[begin TEXT SECTION]
The NT’s youth crime rate is linked to an underinvestment in education, with the National Children’s Commissioner pointing to the cost of keeping children in detention instead of fixing schools.

National Children’s Commissioner Anne Hollonds. Picture: David Maurice Smith/Oculi
National Children’s Commissioner Anne Hollonds. Picture: David Maurice Smith/Oculi

The Northern Territory’s youth crime rate is linked to the territory’s underinvestment in education, says the National Children’s Commissioner, pointing to the huge cost of keeping children in detention instead of fixing schools.

Anne Hollonds, in the NT last week consulting with children and families as part of the Youth Justice and Child Wellbeing Reform, said it cost taxpayers almost $1m a year to keep a single child in custody, which could be avoided if “underlying causes” such as education were addressed.

“It is my view that we haven’t paid attention to the fact that the failings of education systems have a key role to play in the youth crime problem,” she said. “I think that the failings in one portfolio, like education, are showing up in other portfolios, like in Territory Families and youth justice.”

Australia needs to address the youth crime crisis

The Australian’s NT Schools in Crisis series exposed serious failings in the Territory’s education system, including that 78 remote communities have no access to local secondary education.

It revealed several communities had no schools, and in some remote homelands, students received a teacher only one or two days a week; classrooms had no access to power or water.
[end TEXT SECTION]
Translate this sentence from the article on youth crime and education in the Northern Territory into Spanish: "The Australian's NT Schools in Crisis series exposed serious failings in the Territory's education system, including that 78 remote communities have no access to local secondary education." The entries that come next are taken from a separate source.
[begin RECORDS SHOWN]
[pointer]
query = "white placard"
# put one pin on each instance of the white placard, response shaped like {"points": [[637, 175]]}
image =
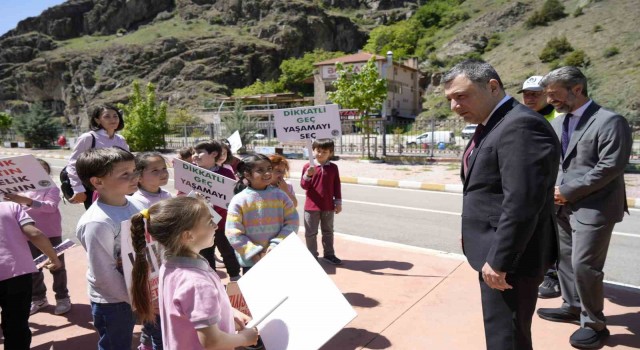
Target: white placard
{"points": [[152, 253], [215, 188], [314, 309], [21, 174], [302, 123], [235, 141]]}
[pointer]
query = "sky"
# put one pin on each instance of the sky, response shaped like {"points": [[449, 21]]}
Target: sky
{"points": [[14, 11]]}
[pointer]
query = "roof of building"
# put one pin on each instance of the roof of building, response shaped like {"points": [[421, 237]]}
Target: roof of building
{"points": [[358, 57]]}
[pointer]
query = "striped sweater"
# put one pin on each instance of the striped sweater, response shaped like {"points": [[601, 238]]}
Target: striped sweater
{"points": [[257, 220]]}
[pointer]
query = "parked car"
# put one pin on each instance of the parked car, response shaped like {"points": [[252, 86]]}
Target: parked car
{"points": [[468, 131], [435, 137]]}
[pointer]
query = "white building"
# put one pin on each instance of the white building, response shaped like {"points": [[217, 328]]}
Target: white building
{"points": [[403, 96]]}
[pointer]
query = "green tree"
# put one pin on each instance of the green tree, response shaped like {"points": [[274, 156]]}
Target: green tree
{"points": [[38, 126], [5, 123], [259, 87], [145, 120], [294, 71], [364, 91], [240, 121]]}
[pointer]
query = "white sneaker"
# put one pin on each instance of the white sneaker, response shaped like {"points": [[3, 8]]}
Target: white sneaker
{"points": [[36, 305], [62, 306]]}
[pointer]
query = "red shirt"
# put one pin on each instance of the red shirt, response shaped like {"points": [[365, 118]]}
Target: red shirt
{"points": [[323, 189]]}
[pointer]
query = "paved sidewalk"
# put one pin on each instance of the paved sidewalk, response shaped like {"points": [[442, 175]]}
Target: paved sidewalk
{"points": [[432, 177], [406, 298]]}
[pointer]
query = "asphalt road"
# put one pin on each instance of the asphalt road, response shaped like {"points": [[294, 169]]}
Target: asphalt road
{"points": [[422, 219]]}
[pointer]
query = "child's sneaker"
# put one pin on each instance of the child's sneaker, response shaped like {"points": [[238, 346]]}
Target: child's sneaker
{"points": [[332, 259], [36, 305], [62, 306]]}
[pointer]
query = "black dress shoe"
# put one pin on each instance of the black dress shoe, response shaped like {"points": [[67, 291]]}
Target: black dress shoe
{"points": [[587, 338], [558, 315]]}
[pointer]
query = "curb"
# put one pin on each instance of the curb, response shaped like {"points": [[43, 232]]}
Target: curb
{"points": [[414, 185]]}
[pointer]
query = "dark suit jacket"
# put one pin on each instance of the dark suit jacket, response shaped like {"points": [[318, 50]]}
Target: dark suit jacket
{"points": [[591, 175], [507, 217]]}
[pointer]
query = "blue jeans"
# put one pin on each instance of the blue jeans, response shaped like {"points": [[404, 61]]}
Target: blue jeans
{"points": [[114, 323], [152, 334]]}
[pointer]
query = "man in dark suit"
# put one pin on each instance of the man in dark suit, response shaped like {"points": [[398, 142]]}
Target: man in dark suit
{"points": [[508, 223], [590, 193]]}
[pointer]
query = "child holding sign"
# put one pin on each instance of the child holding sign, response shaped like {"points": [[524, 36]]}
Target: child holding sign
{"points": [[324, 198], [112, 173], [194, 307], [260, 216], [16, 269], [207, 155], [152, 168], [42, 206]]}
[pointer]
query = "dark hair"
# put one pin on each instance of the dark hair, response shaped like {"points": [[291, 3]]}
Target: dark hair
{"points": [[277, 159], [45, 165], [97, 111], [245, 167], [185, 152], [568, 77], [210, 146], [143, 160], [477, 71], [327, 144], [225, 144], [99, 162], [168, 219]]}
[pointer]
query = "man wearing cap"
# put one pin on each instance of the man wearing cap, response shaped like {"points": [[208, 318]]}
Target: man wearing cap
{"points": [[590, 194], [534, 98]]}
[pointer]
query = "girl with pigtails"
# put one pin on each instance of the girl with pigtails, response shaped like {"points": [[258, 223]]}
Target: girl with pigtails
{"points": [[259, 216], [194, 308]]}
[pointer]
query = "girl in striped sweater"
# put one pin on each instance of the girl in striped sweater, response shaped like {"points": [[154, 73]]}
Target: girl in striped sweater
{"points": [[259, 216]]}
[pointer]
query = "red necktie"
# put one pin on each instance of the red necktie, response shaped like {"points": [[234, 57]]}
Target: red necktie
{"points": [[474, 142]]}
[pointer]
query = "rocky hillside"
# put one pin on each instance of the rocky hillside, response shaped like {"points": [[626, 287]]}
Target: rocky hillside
[end RECORDS SHOWN]
[begin RECORDS SHOWN]
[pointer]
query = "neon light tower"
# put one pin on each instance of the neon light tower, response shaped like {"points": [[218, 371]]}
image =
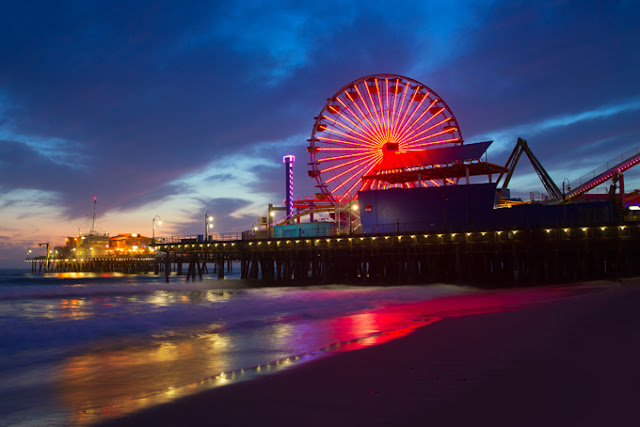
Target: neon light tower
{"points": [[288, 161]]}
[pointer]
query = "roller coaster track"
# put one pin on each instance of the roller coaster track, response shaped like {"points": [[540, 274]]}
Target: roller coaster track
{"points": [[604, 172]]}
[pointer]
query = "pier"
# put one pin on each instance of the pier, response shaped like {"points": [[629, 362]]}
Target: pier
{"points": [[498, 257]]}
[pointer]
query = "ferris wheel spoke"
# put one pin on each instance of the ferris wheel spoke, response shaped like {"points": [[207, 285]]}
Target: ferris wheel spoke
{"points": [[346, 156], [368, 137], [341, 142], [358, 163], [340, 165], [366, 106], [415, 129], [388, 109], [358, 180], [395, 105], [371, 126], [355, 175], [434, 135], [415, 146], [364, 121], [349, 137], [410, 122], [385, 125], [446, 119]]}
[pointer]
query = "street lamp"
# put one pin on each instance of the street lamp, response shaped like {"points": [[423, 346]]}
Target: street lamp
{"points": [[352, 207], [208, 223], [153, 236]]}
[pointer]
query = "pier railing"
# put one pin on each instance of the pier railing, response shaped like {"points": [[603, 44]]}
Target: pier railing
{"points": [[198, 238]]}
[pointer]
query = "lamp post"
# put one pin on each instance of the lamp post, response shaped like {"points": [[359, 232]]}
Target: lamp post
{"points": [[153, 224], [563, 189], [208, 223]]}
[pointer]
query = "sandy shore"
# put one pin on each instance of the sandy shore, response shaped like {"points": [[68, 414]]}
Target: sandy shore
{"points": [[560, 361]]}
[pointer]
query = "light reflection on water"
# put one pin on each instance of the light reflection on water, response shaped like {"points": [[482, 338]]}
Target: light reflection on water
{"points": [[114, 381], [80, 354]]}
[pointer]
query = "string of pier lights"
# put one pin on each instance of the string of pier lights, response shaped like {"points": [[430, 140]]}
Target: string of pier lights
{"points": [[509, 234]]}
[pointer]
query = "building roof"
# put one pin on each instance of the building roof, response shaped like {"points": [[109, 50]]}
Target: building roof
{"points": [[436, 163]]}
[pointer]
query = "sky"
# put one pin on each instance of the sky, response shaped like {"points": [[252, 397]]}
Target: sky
[end RECORDS SHOWN]
[begin RECORDS SHOWN]
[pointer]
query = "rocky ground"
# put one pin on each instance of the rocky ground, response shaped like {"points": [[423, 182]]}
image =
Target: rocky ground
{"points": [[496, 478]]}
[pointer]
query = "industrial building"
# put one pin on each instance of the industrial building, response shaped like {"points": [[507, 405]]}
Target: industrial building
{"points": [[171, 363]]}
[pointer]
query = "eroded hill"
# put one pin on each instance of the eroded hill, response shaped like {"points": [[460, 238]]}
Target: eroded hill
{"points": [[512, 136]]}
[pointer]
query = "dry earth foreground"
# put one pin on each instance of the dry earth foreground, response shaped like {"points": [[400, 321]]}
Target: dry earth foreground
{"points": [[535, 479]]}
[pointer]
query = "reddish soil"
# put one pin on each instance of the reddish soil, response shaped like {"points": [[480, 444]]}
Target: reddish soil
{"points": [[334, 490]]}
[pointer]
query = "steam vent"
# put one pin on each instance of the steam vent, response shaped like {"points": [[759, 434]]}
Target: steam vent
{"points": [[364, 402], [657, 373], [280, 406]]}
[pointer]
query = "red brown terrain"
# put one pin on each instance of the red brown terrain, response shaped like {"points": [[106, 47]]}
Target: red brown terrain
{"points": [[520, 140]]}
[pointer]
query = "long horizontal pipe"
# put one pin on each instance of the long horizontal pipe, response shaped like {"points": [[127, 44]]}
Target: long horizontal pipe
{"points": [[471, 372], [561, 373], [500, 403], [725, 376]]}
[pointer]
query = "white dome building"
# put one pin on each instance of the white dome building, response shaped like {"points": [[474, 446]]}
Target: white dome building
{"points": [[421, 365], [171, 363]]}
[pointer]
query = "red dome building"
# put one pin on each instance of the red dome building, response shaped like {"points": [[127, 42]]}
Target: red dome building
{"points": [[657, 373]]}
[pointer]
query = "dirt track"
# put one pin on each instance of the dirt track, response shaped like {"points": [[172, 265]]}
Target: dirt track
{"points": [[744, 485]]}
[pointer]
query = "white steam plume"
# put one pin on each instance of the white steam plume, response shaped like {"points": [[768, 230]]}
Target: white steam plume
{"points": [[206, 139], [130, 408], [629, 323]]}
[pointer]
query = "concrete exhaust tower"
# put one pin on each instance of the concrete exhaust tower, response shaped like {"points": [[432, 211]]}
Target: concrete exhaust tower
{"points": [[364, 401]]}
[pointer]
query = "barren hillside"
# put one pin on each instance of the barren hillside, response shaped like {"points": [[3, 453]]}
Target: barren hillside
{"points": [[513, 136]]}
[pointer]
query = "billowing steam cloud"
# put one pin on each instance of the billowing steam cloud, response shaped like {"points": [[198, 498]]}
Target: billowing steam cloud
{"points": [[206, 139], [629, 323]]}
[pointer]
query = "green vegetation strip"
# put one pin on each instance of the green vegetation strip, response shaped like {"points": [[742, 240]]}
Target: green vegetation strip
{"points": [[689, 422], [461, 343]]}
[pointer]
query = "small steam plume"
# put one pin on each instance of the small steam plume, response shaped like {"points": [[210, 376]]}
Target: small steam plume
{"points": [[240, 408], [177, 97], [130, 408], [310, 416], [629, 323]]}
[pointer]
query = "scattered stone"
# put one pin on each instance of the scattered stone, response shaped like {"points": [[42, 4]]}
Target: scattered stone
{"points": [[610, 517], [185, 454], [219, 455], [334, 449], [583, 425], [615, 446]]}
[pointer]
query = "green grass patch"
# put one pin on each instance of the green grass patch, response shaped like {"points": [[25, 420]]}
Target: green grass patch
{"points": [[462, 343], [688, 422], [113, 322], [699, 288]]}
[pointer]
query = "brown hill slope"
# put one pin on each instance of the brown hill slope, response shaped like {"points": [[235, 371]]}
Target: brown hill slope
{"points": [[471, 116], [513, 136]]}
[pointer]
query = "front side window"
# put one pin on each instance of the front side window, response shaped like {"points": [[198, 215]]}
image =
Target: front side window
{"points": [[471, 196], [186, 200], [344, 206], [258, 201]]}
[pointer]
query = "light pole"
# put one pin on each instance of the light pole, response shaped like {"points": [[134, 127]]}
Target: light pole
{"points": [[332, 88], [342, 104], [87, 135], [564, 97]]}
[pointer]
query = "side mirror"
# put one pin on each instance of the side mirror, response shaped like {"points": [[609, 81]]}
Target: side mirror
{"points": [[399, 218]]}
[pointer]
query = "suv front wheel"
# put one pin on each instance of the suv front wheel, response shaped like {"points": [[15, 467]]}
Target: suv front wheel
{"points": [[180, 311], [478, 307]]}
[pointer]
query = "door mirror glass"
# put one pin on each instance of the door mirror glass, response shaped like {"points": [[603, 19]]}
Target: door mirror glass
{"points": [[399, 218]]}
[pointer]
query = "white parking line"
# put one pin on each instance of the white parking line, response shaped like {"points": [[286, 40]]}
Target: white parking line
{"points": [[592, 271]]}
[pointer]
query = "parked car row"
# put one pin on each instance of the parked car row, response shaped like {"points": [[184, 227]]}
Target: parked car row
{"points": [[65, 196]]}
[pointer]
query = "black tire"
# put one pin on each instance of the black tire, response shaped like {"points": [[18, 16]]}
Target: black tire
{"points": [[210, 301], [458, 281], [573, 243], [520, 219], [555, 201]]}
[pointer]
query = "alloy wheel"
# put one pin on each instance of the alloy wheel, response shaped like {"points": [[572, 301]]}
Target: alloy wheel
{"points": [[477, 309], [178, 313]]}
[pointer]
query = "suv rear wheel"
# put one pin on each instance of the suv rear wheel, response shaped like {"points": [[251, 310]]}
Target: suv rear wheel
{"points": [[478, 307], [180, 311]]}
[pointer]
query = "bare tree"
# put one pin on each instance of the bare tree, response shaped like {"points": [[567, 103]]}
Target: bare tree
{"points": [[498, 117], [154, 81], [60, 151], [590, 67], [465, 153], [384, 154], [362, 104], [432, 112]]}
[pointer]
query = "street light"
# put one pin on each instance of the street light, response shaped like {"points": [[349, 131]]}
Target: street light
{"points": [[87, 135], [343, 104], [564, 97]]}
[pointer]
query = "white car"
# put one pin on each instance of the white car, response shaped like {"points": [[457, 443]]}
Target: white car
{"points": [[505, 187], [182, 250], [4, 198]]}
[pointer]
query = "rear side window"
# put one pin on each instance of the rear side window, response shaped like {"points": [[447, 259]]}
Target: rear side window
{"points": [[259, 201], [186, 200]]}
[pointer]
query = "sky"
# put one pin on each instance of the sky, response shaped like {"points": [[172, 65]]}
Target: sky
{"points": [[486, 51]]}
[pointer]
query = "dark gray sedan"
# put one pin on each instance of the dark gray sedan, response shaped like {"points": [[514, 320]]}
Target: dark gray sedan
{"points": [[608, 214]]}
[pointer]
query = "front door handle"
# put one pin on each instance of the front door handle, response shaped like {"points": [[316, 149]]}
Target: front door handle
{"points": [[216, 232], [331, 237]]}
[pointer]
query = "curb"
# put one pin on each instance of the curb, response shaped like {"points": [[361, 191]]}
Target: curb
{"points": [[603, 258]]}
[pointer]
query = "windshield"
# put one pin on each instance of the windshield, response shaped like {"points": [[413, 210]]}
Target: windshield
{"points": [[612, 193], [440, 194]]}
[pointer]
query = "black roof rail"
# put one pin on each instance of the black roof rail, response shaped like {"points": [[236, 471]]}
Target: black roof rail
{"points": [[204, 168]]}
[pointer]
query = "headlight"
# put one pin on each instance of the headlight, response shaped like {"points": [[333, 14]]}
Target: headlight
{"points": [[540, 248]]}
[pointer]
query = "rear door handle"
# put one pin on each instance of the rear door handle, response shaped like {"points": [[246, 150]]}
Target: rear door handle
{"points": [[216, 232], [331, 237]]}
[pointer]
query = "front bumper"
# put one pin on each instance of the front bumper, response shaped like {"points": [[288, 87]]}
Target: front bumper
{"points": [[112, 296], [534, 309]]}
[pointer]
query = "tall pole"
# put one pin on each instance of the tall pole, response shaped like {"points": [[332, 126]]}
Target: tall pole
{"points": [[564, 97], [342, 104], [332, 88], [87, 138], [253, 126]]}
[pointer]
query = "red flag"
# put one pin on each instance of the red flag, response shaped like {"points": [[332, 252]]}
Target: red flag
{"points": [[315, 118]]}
[end RECORDS SHOWN]
**TASK RESPONSE:**
La serie NT Schools in Crisis de The Australian expuso graves deficiencias en el sistema educativo del Territorio, entre ellas que 78 comunidades remotas no tienen acceso a educación secundaria local.